--- START Provided records ---

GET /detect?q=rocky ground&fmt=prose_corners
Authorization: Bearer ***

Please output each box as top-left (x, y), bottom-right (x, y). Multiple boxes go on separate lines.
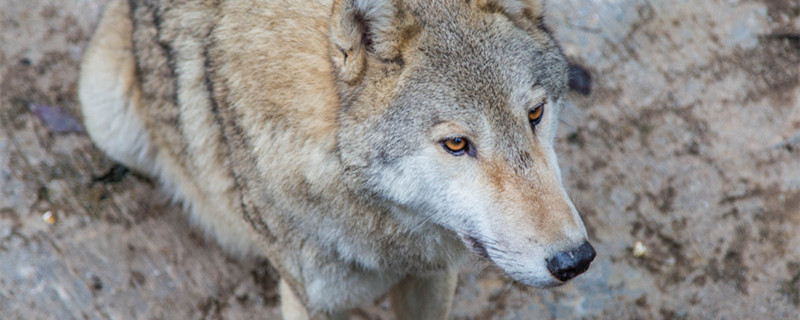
top-left (0, 0), bottom-right (800, 319)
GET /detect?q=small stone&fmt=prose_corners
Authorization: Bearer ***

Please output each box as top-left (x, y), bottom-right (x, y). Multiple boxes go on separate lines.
top-left (42, 210), bottom-right (56, 224)
top-left (632, 241), bottom-right (647, 258)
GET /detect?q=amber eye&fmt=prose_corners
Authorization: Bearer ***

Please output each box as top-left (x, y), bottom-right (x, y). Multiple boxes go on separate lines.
top-left (528, 102), bottom-right (544, 126)
top-left (442, 137), bottom-right (469, 156)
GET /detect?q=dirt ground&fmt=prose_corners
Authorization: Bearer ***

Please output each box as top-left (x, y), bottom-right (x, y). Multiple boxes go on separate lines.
top-left (0, 0), bottom-right (800, 319)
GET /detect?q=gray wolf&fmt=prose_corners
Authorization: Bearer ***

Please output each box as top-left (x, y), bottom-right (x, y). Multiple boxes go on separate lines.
top-left (79, 0), bottom-right (595, 319)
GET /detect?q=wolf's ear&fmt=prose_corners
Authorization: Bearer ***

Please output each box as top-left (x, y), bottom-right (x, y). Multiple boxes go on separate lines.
top-left (477, 0), bottom-right (545, 32)
top-left (330, 0), bottom-right (405, 83)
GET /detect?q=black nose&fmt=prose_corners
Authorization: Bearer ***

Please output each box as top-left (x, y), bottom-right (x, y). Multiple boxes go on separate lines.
top-left (547, 241), bottom-right (597, 281)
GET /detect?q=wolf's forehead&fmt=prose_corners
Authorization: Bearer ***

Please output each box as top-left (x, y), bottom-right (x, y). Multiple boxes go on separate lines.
top-left (418, 21), bottom-right (567, 96)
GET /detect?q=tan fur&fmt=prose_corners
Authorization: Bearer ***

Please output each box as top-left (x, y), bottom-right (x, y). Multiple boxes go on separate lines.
top-left (79, 0), bottom-right (586, 319)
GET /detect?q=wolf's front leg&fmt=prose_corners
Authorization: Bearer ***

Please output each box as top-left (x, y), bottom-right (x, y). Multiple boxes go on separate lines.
top-left (278, 279), bottom-right (349, 320)
top-left (389, 270), bottom-right (458, 320)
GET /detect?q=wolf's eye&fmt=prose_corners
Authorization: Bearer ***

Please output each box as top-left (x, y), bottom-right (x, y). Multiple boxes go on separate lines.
top-left (528, 102), bottom-right (544, 126)
top-left (442, 137), bottom-right (469, 156)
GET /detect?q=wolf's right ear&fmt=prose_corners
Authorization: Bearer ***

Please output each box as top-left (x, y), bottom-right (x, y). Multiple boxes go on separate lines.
top-left (476, 0), bottom-right (546, 32)
top-left (330, 0), bottom-right (403, 83)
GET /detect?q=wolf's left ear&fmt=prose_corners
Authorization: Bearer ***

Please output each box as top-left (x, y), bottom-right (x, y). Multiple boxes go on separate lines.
top-left (330, 0), bottom-right (408, 83)
top-left (477, 0), bottom-right (545, 32)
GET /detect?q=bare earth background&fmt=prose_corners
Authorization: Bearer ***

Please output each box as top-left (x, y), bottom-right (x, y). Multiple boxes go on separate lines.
top-left (0, 0), bottom-right (800, 319)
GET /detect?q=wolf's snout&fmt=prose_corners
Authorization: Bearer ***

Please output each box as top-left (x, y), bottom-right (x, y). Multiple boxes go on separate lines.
top-left (547, 241), bottom-right (597, 281)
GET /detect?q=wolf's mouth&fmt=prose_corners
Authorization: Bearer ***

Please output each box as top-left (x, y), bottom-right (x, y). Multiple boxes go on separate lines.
top-left (461, 234), bottom-right (492, 260)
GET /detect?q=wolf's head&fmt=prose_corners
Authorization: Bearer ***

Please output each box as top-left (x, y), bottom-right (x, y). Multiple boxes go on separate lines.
top-left (330, 0), bottom-right (595, 287)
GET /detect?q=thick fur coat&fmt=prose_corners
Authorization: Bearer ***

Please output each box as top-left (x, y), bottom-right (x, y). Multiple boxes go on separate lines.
top-left (79, 0), bottom-right (594, 319)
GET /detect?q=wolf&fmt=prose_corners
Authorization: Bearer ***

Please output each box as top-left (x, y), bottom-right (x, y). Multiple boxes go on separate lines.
top-left (78, 0), bottom-right (596, 319)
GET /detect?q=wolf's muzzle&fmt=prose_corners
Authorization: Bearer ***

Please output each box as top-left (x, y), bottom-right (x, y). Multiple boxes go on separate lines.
top-left (547, 241), bottom-right (597, 281)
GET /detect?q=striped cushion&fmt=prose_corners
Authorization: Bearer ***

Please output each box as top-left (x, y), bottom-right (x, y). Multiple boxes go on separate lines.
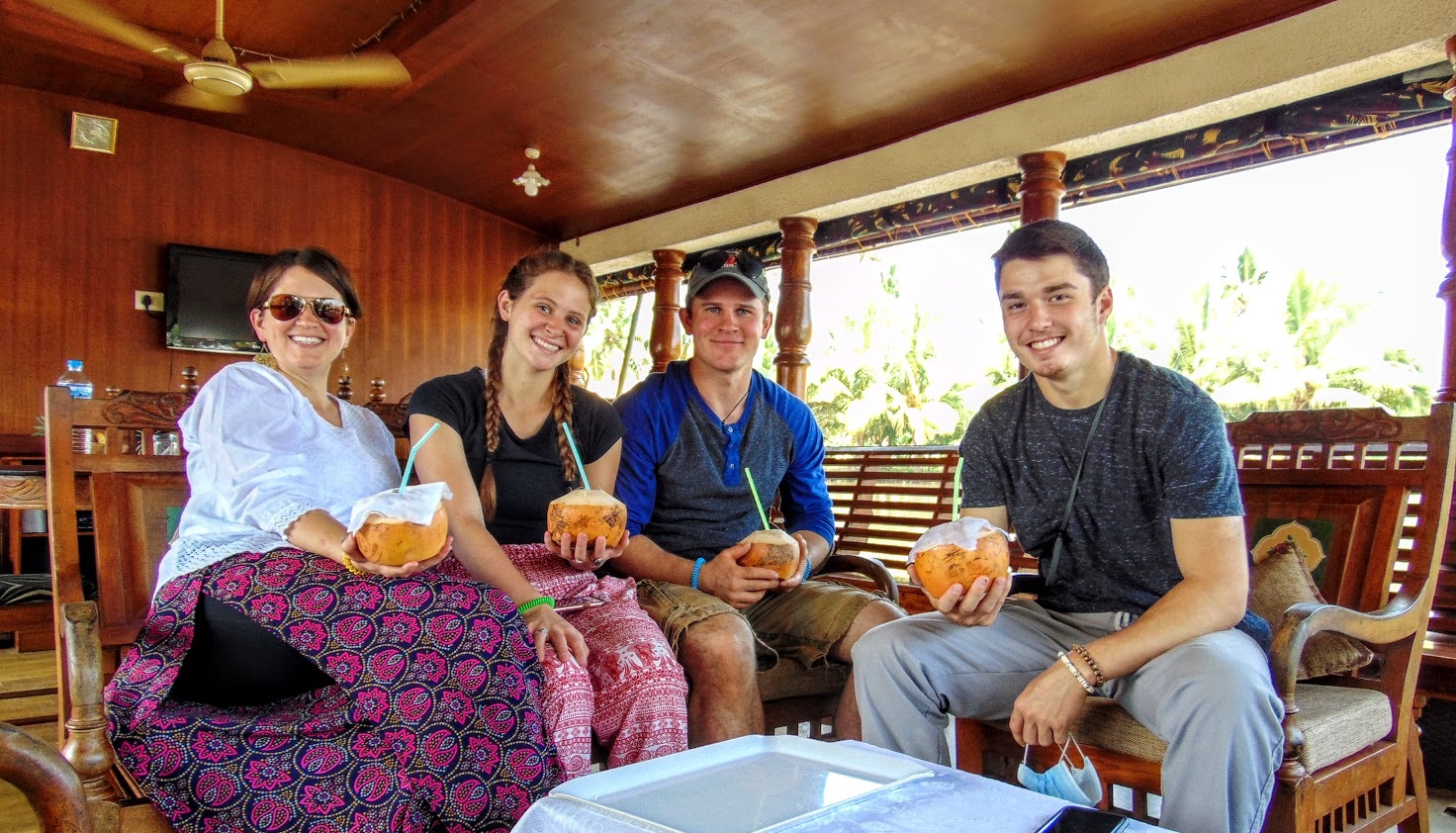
top-left (1074, 685), bottom-right (1392, 772)
top-left (0, 573), bottom-right (51, 604)
top-left (0, 573), bottom-right (96, 604)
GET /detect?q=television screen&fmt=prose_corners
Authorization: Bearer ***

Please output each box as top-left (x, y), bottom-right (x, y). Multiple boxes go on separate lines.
top-left (163, 243), bottom-right (271, 352)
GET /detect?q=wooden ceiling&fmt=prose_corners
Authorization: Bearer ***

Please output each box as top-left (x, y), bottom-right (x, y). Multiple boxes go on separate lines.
top-left (0, 0), bottom-right (1326, 238)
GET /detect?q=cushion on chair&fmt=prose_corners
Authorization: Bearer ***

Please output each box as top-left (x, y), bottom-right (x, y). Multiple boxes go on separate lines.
top-left (759, 660), bottom-right (849, 702)
top-left (1249, 522), bottom-right (1375, 680)
top-left (1037, 685), bottom-right (1391, 772)
top-left (1295, 686), bottom-right (1392, 772)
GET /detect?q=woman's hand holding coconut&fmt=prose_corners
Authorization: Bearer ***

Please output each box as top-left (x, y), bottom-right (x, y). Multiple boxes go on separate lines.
top-left (545, 490), bottom-right (632, 570)
top-left (336, 533), bottom-right (454, 578)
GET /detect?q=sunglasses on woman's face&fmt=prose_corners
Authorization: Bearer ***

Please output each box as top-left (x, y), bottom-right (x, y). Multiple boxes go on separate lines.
top-left (258, 294), bottom-right (349, 324)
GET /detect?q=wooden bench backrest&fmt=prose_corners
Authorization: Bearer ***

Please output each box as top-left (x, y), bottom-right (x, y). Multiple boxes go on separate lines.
top-left (46, 388), bottom-right (192, 713)
top-left (1228, 405), bottom-right (1452, 701)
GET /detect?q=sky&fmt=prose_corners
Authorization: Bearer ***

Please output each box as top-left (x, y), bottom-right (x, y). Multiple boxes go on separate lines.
top-left (803, 127), bottom-right (1452, 408)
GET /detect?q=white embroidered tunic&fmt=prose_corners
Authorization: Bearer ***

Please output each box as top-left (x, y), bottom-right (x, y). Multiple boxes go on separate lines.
top-left (157, 363), bottom-right (399, 587)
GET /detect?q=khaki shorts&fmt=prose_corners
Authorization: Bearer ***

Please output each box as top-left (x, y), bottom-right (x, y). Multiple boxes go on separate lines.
top-left (638, 581), bottom-right (879, 672)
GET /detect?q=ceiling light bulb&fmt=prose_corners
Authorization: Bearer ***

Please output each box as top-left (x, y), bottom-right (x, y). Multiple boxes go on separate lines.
top-left (511, 147), bottom-right (550, 197)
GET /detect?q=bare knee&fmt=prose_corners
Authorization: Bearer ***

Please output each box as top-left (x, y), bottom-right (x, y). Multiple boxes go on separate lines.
top-left (830, 599), bottom-right (906, 663)
top-left (682, 613), bottom-right (757, 688)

--- END Provided records ---

* [What needs to be done]
Rewrite the lines of all the records above as a numbered list, omitting blank lines and leaving out the pictures.

* [Written solution]
1. GET /detect?q=rocky ground&fmt=prose_corners
2. Authorization: Bearer ***
3. Please output each box as top-left (x, y), bottom-right (x, y). Multiple boxes go on separate lines.
4. top-left (0, 0), bottom-right (800, 319)
5. GET /detect?q=small stone&fmt=prose_corners
6. Authorization: Bearer ***
7. Please output each box as top-left (x, y), bottom-right (x, y). Multiple boxes go on separate lines.
8. top-left (42, 210), bottom-right (56, 224)
9. top-left (632, 241), bottom-right (647, 258)
10. GET /detect?q=amber eye&fmt=prose_corners
11. Authorization: Bearer ***
12. Please output each box as top-left (x, y), bottom-right (x, y). Multiple boxes go on separate lines.
13. top-left (528, 102), bottom-right (544, 126)
14. top-left (442, 137), bottom-right (469, 156)
15. GET /detect?q=dirt ground&fmt=prose_corners
16. Authorization: Bearer ***
17. Please output each box as top-left (x, y), bottom-right (x, y). Multiple boxes go on separate lines.
18. top-left (0, 0), bottom-right (800, 319)
19. GET /detect?q=gray wolf&fmt=prose_corners
20. Authorization: Bearer ***
21. Please output each box as top-left (x, y), bottom-right (x, y). Multiple boxes go on separate lines.
22. top-left (79, 0), bottom-right (595, 319)
23. GET /detect?q=wolf's ear&fmt=prose_corners
24. Authorization: Bearer ***
25. Please output each box as top-left (x, y), bottom-right (x, y). Multiple boxes go on separate lines.
26. top-left (477, 0), bottom-right (545, 32)
27. top-left (330, 0), bottom-right (405, 83)
28. GET /detect?q=black nose&fmt=prose_corners
29. Authorization: Bearer ***
30. Please output each box as top-left (x, y), bottom-right (x, y). Multiple boxes go on separate lines.
31. top-left (547, 241), bottom-right (597, 281)
32. GET /detect?q=wolf's forehead&fmt=prose_corners
33. Authorization: Bearer ***
34. Please output each box as top-left (x, y), bottom-right (x, y). Multiple boxes go on separate lines.
35. top-left (418, 21), bottom-right (567, 96)
36. GET /detect?q=tan fur&fmt=prose_corners
37. Authorization: Bearer ***
38. Please output each box as top-left (x, y), bottom-right (x, y). Multiple boxes go on separate lines.
39. top-left (79, 0), bottom-right (586, 319)
40. GET /detect?q=wolf's front leg&fmt=prose_corners
41. Authorization: Bearer ***
42. Please output each box as top-left (x, y), bottom-right (x, y). Multiple boxes go on separate lines.
43. top-left (278, 279), bottom-right (349, 320)
44. top-left (389, 270), bottom-right (458, 320)
45. GET /detect?q=wolf's eye&fmt=prose_corners
46. Authorization: Bearer ***
47. Please output each box as top-left (x, y), bottom-right (x, y). Multiple boxes go on separate lines.
48. top-left (528, 102), bottom-right (544, 126)
49. top-left (442, 137), bottom-right (469, 156)
50. GET /detect?q=wolf's right ear&fmt=prose_corners
51. Authorization: Bearer ***
52. Please output each box as top-left (x, y), bottom-right (x, y). Multiple boxes go on separate lines.
53. top-left (476, 0), bottom-right (546, 32)
54. top-left (330, 0), bottom-right (403, 83)
55. GET /detect?q=wolf's left ear&fmt=prose_corners
56. Authorization: Bearer ***
57. Please output each box as top-left (x, y), bottom-right (x, y). Multiple boxes go on separate lines.
58. top-left (330, 0), bottom-right (408, 83)
59. top-left (477, 0), bottom-right (545, 32)
60. GET /detect?q=bare earth background&fmt=prose_corners
61. Authorization: Bearer ***
62. Please output each box as top-left (x, y), bottom-right (x, y). Multiple boxes go on separate lines.
63. top-left (0, 0), bottom-right (800, 319)
64. GET /detect?q=wolf's snout&fmt=prose_corners
65. Authorization: Bearer ***
66. Please output each box as top-left (x, y), bottom-right (x, y). Multiple boxes go on separate lines.
67. top-left (547, 241), bottom-right (597, 281)
68. GET /detect?q=wolf's mouth&fmt=prose_corners
69. Authorization: Bearer ***
70. Please output each box as top-left (x, y), bottom-right (x, y). Multiple boxes go on separate lines.
71. top-left (461, 234), bottom-right (492, 260)
72. GET /detect?q=wolf's head&fmt=prose_corners
73. Authorization: Bearer ***
74. Please output each box as top-left (x, y), bottom-right (x, y). Multiple boxes go on separate lines.
75. top-left (330, 0), bottom-right (595, 287)
76. GET /detect?q=thick fur coat&fmt=prose_corners
77. Authorization: Bearer ***
78. Please output each box as top-left (x, y), bottom-right (x, y). Multiple boxes go on separate lines.
79. top-left (79, 0), bottom-right (594, 319)
80. GET /detect?q=wolf&fmt=prose_corners
81. Authorization: Bearer ***
82. Please output each box as top-left (x, y), bottom-right (x, y). Multiple boxes go on separate lines.
83. top-left (78, 0), bottom-right (596, 319)
84. GET /detect?q=wolf's muzzle&fmt=prose_corners
85. Authorization: Bearer ***
86. Please output each box as top-left (x, y), bottom-right (x, y). Multiple boxes go on separate lines.
87. top-left (547, 241), bottom-right (597, 281)
88. GET /detect?q=striped cushion&fmt=prose_corners
89. Authorization: Bearer ***
90. Please output each box as top-left (x, y), bottom-right (x, y). Multiple boxes go on separate lines.
91. top-left (1074, 685), bottom-right (1392, 772)
92. top-left (0, 573), bottom-right (51, 604)
93. top-left (0, 573), bottom-right (96, 604)
94. GET /detect?q=television screen&fmt=prose_corners
95. Authorization: Bearer ***
96. Please output each box as top-left (x, y), bottom-right (x, y). Multiple boxes go on separate lines.
97. top-left (163, 243), bottom-right (271, 352)
98. GET /detect?q=wooden ceiling&fmt=prose_corners
99. Authorization: Bearer ***
100. Please output each box as top-left (x, y), bottom-right (x, y). Multiple boxes go on separate lines.
101. top-left (0, 0), bottom-right (1326, 238)
102. GET /detect?q=cushion on chair&fmt=prose_corners
103. Authorization: Bearer ***
104. Please output each box as top-left (x, y), bottom-right (x, y). Multiple boxes go on separate lines.
105. top-left (759, 660), bottom-right (849, 702)
106. top-left (1249, 522), bottom-right (1375, 680)
107. top-left (1037, 685), bottom-right (1391, 772)
108. top-left (1295, 686), bottom-right (1392, 772)
109. GET /detect?q=woman's hand holding coconut&fmt=prose_corners
110. Authorization: Bearer ***
111. Please output each box as top-left (x, y), bottom-right (x, y). Multiple boxes go on separate lines.
112. top-left (545, 490), bottom-right (632, 570)
113. top-left (336, 533), bottom-right (454, 578)
114. GET /detect?q=sunglasses on woman's face&fmt=prose_corners
115. Authorization: Bearer ***
116. Please output each box as top-left (x, y), bottom-right (x, y). Multiple boxes go on separate lines.
117. top-left (258, 294), bottom-right (349, 324)
118. GET /detect?q=wooden bench backrest&fmt=prose_corners
119. Authorization: Bearer ***
120. Please output each box as top-left (x, y), bottom-right (x, y). Multiple boxes go on separate lines.
121. top-left (46, 388), bottom-right (192, 713)
122. top-left (1228, 405), bottom-right (1452, 701)
123. GET /detect?q=sky&fmt=prose_corners
124. Authorization: Bearer ***
125. Please output each box as top-left (x, y), bottom-right (x, y). Multiple boxes go on separate lines.
126. top-left (803, 127), bottom-right (1452, 408)
127. GET /detect?q=white embroidered tunic&fmt=prose_corners
128. Authorization: Bearer ***
129. Please output each box as top-left (x, y), bottom-right (x, y). Multiple boxes go on separate lines.
130. top-left (157, 363), bottom-right (399, 587)
131. GET /detect?q=khaki shorts&fmt=prose_corners
132. Authorization: Bearer ***
133. Please output each box as top-left (x, y), bottom-right (x, y). Multiple boxes go on separate lines.
134. top-left (638, 581), bottom-right (879, 672)
135. GET /detect?q=ceiling light bulb&fmt=prose_corners
136. Authorization: Bearer ***
137. Please output each box as top-left (x, y), bottom-right (x, y). Multiple boxes go on separate lines.
138. top-left (511, 147), bottom-right (550, 197)
139. GET /detect?q=bare knee&fmt=prose_corners
140. Authorization: Bearer ***
141. Please output each box as top-left (x, y), bottom-right (x, y). Multiple boxes go on separate lines.
142. top-left (830, 599), bottom-right (906, 663)
143. top-left (682, 613), bottom-right (757, 688)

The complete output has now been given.